==== SUPPLIED INFORMATION ====

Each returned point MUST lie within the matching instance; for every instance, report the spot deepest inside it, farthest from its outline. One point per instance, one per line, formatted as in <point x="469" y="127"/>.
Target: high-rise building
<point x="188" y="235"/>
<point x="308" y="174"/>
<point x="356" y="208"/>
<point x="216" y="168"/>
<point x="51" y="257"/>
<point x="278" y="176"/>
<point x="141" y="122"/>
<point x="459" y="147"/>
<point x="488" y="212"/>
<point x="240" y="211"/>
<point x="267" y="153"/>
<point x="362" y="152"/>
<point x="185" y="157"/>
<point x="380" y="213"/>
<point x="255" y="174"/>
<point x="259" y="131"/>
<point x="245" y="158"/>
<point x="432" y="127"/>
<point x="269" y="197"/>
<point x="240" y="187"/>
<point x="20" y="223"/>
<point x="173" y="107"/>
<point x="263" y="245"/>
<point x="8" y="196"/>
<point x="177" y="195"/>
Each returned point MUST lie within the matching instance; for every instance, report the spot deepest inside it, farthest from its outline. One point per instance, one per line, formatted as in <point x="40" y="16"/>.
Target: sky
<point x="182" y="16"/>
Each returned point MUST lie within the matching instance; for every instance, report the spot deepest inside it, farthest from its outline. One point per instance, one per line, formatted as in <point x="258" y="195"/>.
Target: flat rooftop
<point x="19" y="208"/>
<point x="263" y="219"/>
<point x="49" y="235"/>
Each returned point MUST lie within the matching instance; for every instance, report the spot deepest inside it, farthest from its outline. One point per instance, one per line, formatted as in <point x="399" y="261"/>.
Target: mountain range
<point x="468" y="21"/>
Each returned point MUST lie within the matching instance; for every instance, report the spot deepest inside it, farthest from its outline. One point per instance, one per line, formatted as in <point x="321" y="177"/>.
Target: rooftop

====

WHAT IS NEEDED. Print all the data exactly.

OUTPUT.
Each returned point MUST lie within the matching instance; for every instance, report the spot deepest inside it, farthest from its outline. One point per instance, one per line, formatted as in <point x="469" y="127"/>.
Target: high-rise building
<point x="188" y="235"/>
<point x="308" y="174"/>
<point x="356" y="208"/>
<point x="216" y="168"/>
<point x="51" y="257"/>
<point x="278" y="176"/>
<point x="141" y="122"/>
<point x="459" y="147"/>
<point x="488" y="212"/>
<point x="240" y="211"/>
<point x="267" y="153"/>
<point x="362" y="152"/>
<point x="185" y="157"/>
<point x="380" y="213"/>
<point x="255" y="174"/>
<point x="259" y="131"/>
<point x="245" y="158"/>
<point x="432" y="127"/>
<point x="269" y="197"/>
<point x="240" y="187"/>
<point x="20" y="223"/>
<point x="173" y="107"/>
<point x="263" y="245"/>
<point x="8" y="196"/>
<point x="177" y="195"/>
Each returned point MUST lie within the matching instance; for every instance, report the spot deepest inside it, farthest from its outline. One point per instance, one per line, formatted as in <point x="40" y="16"/>.
Target: sky
<point x="182" y="16"/>
Each returned point MUST lie within the matching instance; for every instance, report the spot deepest inside it, farthest from its outline. One point per instance, one per line, formatted as in <point x="258" y="195"/>.
Target: flat rooftop
<point x="19" y="208"/>
<point x="263" y="219"/>
<point x="49" y="235"/>
Each returned point MUST lie within the matching instance; for every instance, report the spot deepest inside it, farthest from its outline. One point per instance, one per line, formatted as in <point x="399" y="261"/>.
Target: mountain range
<point x="468" y="21"/>
Each returned point MUST lie within the matching instance; for every instance, report the spot deepest inside it, farthest from its outline. One point per instance, one per line, formatted as in <point x="321" y="177"/>.
Target: rooftop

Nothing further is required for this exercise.